EXERCISE: Reproduce each of the following lines verbatim, with no alterations.

INPUT:

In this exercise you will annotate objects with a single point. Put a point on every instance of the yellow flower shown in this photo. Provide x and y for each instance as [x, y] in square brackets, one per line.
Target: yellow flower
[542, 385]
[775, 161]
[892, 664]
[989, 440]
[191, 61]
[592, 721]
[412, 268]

RESPONSE TO THE EXERCISE:
In this exercise you will annotate objects with a single point. Put a point on every instance of the yellow flower shown in this photo. Provide x and y for each instance as [x, y] in square brackets, one per line.
Target: yellow flower
[542, 385]
[775, 161]
[892, 664]
[989, 440]
[191, 61]
[592, 721]
[412, 268]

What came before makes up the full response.